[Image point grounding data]

────────────────────

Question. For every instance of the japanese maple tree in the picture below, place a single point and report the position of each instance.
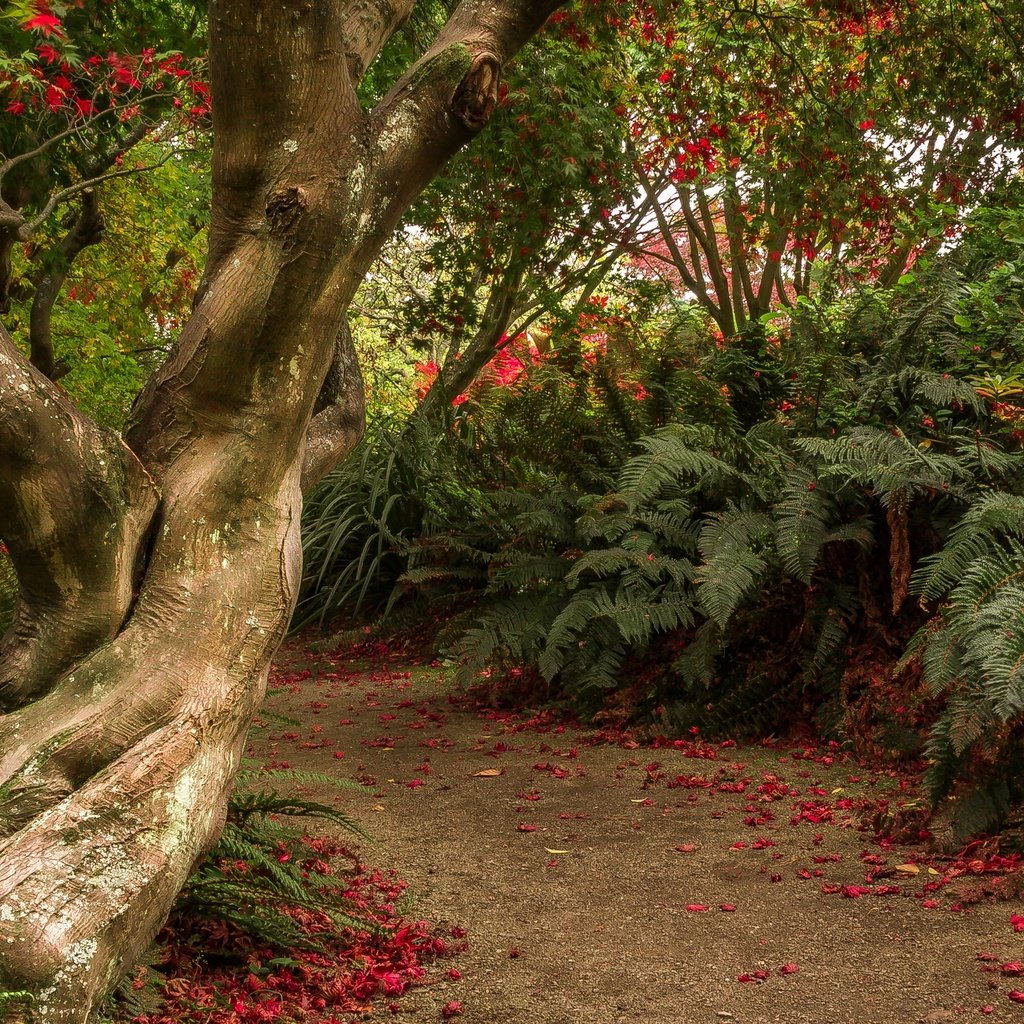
(158, 569)
(779, 137)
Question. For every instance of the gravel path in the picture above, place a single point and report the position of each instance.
(603, 882)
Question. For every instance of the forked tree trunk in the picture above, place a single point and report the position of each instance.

────────────────────

Copy every entry exactly; drop the pictures.

Question. For every instance of the japanese maple tree in the picture below, place a single point and report the position of each instance.
(158, 569)
(779, 137)
Question. For every instance of the gravel path in the picture above, place a single point and report the position of each instance.
(603, 882)
Question. For every instance of the forked tree trunk in the picture above, place a single point and report the position of each instance.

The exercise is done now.